Tuesday, May 31, 2005

Me shaped

After all the anxiety of the last week and building up to something that could happen, I'm afraid to say I'm still me shaped.

Nothing really happened this weekend. I cafe'd, I cleaned and I went to church. I didn't really talk to the person I needed to talk to, but you know when you have that feeling that what you want to say is totally irrelevant?

It might come up again one day, but I'll cross that bridge when I get there.

The cleaning part of my weekend was fun. The cell group went litter picking in the alley way behind my road. It was minging!

There were a selection of things that they dragged up and I moved with the help of others. We got an armchair, a bike, tyres, an Iceland trolley and metal grids.

Amazingly the council came and picked it up from the house we'd left it in front of. Those council guys were great, they even picked up a couple of matresses and a fridge that had been sitting futher down the road for a while. Bless them lots!

We stood around and chatted to some residents who live down the road from us while we were clearing the car park. Was great.

Only two incidents for the whole time we were picking, a nail through a shoe and some horrid, smelly tyre water splashed some ones face. But we all had a good laugh!

Friday, May 27, 2005

Enthralled

By all the wrong things.

The cricket being one of them! England have done really well over the last day and a half. I have to admit to watching it a bit mindlessly trying to avoid thinking and doing things.

Exercise 1 = Restate the paragraph of the blog post beginning "Amazingly the council came" in a shorter form that keeps its main facts.
Exercise 2 = Rename "residents" as "neighbors" in the part of the blog post that opens with the words containing "We stood around" and closes with "the wrong things.".
The material that comes after the blog post is not needed.

Given data =
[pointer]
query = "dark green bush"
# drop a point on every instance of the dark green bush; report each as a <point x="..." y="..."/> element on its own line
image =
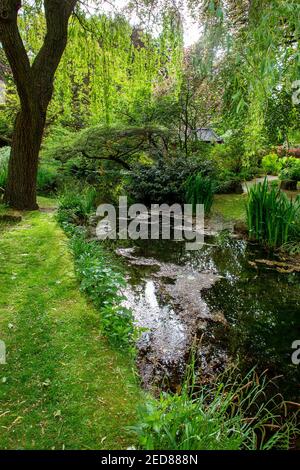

Response 1 = The council surprisingly collected the items from outside the house where they had been left. The workers, whom the writer praises, also removed a couple of mattresses and a fridge that had been sitting farther down the road for some time.

Response 2 =
We stood around and chatted to some neighbors who live down the road from us while we were clearing the car park. Was great.

Only two incidents for the whole time we were picking, a nail through a shoe and some horrid, smelly tyre water splashed some ones face. But we all had a good laugh!

Friday, May 27, 2005

Enthralled

By all the wrong things.